§ What the task asks
For the records below, output each line exactly as it appears, from the first through the line with "Find the concrete".

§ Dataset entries
———

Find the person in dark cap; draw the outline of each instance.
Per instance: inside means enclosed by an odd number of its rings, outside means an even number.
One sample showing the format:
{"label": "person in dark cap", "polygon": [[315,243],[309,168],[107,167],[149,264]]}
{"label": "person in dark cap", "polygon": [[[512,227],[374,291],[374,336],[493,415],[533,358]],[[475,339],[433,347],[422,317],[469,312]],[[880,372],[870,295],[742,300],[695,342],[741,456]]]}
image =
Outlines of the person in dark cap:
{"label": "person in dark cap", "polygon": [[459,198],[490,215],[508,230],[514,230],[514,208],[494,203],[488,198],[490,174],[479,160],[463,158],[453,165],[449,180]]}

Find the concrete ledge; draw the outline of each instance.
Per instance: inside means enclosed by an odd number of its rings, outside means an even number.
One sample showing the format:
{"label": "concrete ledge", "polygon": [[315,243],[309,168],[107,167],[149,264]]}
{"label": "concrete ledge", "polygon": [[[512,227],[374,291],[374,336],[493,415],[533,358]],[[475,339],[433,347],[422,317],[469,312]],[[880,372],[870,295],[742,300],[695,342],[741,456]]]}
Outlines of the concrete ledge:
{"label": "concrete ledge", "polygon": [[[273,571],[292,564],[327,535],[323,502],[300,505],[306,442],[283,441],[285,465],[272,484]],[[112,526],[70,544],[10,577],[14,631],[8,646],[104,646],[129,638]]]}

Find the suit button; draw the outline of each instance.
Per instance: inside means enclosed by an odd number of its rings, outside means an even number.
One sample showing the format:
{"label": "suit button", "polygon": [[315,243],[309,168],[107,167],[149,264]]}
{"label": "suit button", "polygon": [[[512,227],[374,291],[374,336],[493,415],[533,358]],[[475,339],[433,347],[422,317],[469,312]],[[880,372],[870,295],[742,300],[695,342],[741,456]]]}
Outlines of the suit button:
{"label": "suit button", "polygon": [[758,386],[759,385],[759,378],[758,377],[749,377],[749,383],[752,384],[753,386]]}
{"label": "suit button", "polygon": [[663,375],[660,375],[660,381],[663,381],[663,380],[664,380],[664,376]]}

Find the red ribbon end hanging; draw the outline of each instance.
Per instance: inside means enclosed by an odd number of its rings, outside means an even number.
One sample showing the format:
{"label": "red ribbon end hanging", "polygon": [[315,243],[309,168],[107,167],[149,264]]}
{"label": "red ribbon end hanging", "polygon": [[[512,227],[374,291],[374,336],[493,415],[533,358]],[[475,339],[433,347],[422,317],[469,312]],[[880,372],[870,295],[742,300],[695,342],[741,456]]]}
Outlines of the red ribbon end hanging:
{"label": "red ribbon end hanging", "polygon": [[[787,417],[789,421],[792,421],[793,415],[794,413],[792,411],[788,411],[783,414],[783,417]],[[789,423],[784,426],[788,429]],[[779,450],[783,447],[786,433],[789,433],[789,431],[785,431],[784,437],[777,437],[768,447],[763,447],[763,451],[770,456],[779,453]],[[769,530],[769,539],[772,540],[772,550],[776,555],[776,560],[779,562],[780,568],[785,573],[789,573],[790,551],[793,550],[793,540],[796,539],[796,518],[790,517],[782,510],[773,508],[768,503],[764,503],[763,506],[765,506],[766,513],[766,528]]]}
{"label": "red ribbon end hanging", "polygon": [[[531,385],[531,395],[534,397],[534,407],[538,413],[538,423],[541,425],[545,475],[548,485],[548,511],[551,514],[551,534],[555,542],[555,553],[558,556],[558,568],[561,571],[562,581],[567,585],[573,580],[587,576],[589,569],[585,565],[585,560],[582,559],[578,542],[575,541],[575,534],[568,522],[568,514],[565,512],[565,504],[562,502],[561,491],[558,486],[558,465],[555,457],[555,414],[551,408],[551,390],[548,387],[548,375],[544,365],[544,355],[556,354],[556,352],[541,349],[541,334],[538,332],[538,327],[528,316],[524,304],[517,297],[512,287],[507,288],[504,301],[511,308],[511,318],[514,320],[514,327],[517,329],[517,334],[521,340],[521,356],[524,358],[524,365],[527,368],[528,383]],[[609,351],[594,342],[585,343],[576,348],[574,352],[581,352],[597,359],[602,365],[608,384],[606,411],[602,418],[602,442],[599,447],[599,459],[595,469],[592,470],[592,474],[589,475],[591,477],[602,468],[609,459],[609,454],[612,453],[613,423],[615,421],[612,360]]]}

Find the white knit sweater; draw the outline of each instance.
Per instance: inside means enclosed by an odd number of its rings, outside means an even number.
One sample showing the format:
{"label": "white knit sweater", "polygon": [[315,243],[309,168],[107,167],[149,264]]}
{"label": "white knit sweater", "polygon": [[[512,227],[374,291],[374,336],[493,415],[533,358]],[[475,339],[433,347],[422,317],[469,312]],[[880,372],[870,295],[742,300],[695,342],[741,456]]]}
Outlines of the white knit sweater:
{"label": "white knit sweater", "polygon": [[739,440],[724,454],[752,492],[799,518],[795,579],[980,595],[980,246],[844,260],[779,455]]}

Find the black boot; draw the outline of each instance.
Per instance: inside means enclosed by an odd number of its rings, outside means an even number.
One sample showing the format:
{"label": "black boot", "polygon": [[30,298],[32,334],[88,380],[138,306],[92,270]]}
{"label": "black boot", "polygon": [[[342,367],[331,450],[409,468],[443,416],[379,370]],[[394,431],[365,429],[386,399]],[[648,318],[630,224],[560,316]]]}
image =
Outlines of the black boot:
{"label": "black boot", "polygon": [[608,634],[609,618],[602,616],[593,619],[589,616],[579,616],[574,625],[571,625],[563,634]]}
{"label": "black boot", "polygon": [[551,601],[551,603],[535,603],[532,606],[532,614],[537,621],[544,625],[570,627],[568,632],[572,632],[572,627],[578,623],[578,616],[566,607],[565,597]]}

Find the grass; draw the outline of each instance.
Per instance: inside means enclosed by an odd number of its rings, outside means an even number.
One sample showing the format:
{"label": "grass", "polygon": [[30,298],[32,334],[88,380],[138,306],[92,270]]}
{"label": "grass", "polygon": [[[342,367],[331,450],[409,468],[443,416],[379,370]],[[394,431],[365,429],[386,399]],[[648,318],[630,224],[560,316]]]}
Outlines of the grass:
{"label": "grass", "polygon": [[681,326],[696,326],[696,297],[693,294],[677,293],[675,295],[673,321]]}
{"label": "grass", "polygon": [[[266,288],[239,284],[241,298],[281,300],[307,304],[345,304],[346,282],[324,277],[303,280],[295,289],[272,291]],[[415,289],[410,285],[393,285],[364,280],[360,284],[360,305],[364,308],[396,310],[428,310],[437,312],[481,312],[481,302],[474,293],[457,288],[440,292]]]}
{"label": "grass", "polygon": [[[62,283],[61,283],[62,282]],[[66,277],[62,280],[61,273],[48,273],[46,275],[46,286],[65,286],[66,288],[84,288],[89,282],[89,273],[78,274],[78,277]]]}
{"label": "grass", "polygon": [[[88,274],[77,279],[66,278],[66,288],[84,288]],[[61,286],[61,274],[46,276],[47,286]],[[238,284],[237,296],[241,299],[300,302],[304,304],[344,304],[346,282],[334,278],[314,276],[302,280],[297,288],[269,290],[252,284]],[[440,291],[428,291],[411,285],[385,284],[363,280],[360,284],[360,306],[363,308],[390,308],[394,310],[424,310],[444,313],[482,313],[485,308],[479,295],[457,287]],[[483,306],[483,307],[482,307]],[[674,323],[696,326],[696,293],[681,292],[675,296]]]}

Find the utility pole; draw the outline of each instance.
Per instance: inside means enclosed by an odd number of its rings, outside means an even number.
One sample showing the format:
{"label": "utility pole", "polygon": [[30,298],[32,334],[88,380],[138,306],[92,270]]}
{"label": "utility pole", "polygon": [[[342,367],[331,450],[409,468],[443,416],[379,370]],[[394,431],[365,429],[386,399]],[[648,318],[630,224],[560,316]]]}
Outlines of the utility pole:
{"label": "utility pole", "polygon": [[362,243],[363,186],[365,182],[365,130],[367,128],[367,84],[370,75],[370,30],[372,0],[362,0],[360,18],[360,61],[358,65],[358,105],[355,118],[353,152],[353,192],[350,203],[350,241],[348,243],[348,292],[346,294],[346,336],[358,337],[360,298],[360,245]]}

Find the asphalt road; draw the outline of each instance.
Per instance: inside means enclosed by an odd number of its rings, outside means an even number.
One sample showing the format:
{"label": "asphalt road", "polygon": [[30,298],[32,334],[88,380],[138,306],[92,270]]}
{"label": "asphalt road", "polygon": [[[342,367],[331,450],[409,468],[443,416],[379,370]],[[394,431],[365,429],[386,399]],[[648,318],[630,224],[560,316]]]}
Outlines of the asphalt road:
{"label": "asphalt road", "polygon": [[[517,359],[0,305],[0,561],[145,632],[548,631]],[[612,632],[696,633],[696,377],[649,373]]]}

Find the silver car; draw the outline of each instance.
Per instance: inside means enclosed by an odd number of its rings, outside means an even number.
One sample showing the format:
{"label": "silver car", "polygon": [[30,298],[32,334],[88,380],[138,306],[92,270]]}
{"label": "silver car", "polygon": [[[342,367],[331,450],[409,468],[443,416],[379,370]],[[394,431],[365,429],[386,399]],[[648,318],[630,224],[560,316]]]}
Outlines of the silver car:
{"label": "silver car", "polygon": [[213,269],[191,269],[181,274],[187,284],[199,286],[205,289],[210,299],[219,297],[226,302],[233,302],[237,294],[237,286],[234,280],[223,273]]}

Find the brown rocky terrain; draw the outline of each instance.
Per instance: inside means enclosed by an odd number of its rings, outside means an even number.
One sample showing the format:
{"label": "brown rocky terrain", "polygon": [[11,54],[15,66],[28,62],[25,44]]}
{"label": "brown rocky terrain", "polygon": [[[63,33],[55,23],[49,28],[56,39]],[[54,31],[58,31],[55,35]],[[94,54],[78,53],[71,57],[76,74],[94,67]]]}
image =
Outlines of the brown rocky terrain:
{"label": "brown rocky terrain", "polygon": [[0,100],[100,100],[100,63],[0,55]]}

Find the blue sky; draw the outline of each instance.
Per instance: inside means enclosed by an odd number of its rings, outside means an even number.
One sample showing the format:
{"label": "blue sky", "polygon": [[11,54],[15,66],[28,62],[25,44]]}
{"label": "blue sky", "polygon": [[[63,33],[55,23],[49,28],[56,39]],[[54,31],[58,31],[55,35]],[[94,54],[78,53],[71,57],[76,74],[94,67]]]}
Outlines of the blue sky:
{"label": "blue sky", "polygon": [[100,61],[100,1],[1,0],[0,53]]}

———

§ Answer area
Find the person in dark cap; draw the outline of each instance.
Per instance: inside means enclosed by an odd number of its rings, outside means an even number.
One sample showing the format:
{"label": "person in dark cap", "polygon": [[315,243],[309,168],[107,167],[149,264]]}
{"label": "person in dark cap", "polygon": [[[512,227],[374,291],[374,336],[493,415],[533,358]],[[475,339],[433,347],[422,317],[469,312]],[[880,372],[870,295],[742,300],[695,342],[741,456]]]}
image =
Outlines of the person in dark cap:
{"label": "person in dark cap", "polygon": [[459,198],[490,215],[508,230],[514,230],[514,208],[494,203],[488,198],[490,174],[479,160],[463,158],[453,165],[449,180]]}

Find the concrete ledge; draw the outline of each instance.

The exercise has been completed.